**頁面摘錄:**
我終於還是回來了,右肩挎着旅行包,左手提着一個公文包。旅行包裏放滿了我的衣服,一層接一層很有秩序地橫豎疊放着,每個季節該換的衣服幾乎都在裏面。這麼大了,她還一直把我當做幾歲大的孩子。每次我出遠門,她總要把那麼多衣服塞進包裏直至那個狹小的包鼓脹起來才肯罷休。彷彿,把我這一生的衣食住行都準備好了,她纔會停下忙碌的雙手。而以往每次我年初出去年根歸來,旅行包裏的衣服總是變了模樣,一件件從超市裏購回的新衣服很快就把它們擠出了包外,這些曾經帶着她手溫的衣服,最終還是遺失在了喧囂的城市裏某個不知名的角落裏。許多年後,滿臉憂傷的我才發現自己的衣服身上能帶上她粗糙的生滿老繭的雙手的溫度,是件多麼幸福的事情!

偌大的村莊,彷彿空了一般。大多數人都尋夢去了,只剩下些老弱病殘的守護着屬於村莊的那份空間,他們尋了一輩子的夢,如他們用了一輩子的鋤頭般依然閃閃發亮地躺在屋內黑暗的角落裏。門輕掩着,我拉開門,放下行李,看見她正孩子般蜷縮着身子熟睡在那張狹小的木沙發上,電視機里正噼裏啪啦地放着鞭炮,是一對新人正舉行着婚禮,那14寸大的電視機裏溢出來的熱鬧,肆無忌憚地灌滿了整個房間,我轉身走出屋去,大聲叫喚了句,聲音在空蕩蕩的屋子裏迴盪着,很快就淹沒在無邊的寂寥裏。

我把衣服一件件從包裏拿出來,輕放進櫃子裏,它們依然帶着清香的洗衣粉的味道,彷彿它們不曾隨我一起經歷過一次要命的旅行一般。我繼續輕放腳步,生怕弄出的聲響把她吵醒了。很快我就沮喪地發現自己的心思與以往每次歸來是多麼的不同。自己以往每次歸來,一進屋總會大聲地叫喚一聲,她聽了便一臉幸福地從樓上跑出來迎接我。此刻,熟睡於夢中的她,臉上帶着一絲淡淡的微笑,雙脣微翹着,我繼續把腳步放得很輕很輕,只是一個翻身,她便從睡夢中醒來。她很快就從狹窄的木沙發上起來了,而後跑到廚房把熱了一遍又一遍的冬瓜排骨湯端了出來。我笑望着她,勉強地下嚥了幾口,最終還是迫不及待地爬到牀上,一臉疲倦地睡去……

輾轉反側,現實與夢之間,最終我從沉沉的睡夢中醒來。我下牀用腳四處摸索着涼鞋,終於在一個角落裏我穿上了它。只是我沒想到,不,是我一直沒碰到,幾天後的深夜一陣急切的疼痛呻吟聲把我喚醒。我來不及穿上拖鞋,便匆匆地跑到她的身旁。

**待辦事項:**
• a. 根據頁面摘錄,說明敘述者把衣服放進櫃子後為何繼續放輕腳步。
• b. 頁面摘錄中,她醒來後從廚房端出了什麼湯?

**資料集記錄:**
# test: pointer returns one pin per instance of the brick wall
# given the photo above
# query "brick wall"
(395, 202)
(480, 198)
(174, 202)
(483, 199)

**參考答案:**
• a. 因為她正在木沙發上熟睡,敘述者怕弄出的聲響把她吵醒。

• b. 熱了一遍又一遍的冬瓜排骨湯。